→ **GIVEN INSTRUCTION**:
Convert every line of the items below into a JSON list of strings, one string per line, omitting any blank lines.

Location annotation dataset excerpts
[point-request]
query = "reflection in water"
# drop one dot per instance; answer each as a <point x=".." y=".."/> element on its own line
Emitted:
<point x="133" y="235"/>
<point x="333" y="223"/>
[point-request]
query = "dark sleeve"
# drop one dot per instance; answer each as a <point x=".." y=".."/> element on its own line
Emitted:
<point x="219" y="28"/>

→ **ANSWER TO THE TASK**:
[
  "[point-request]",
  "query = \"reflection in water\"",
  "# drop one dot per instance; answer each as a <point x=\"..\" y=\"..\"/> element on its own line",
  "Emitted:",
  "<point x=\"133\" y=\"235\"/>",
  "<point x=\"333\" y=\"223\"/>",
  "[point-request]",
  "query = \"dark sleeve\"",
  "# drop one dot per instance; answer each as a <point x=\"..\" y=\"..\"/> element on its own line",
  "Emitted:",
  "<point x=\"219\" y=\"28\"/>"
]